WHAT IS NEEDED
Scale all the lines below, requests included, by multiplying every x and y coordinate in the answers by 0.8 and rounding each result to a whole number, with halves rounded up. Leave the numbers in the requests and their format samples as they are.

>> BEGIN SUPPLIED RECORDS

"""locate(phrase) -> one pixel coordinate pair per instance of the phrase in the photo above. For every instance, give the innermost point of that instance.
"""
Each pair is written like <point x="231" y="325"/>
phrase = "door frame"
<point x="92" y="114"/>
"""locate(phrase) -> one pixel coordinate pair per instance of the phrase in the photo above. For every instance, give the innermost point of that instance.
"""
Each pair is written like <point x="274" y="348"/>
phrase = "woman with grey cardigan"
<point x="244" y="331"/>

>> END SUPPLIED RECORDS

RESULT OF THIS EXERCISE
"""locate(phrase) -> one pixel coordinate pair per instance of the phrase in the photo above. For every instance, give the innermost point of that instance.
"""
Each pair is written like <point x="231" y="325"/>
phrase = "door frame"
<point x="74" y="91"/>
"""locate(phrase) -> one pixel coordinate pair per instance of the phrase in the photo above. For every instance, give the innermost point of that instance.
"""
Each pair is written like <point x="274" y="348"/>
phrase = "woman with grey cardigan"
<point x="195" y="265"/>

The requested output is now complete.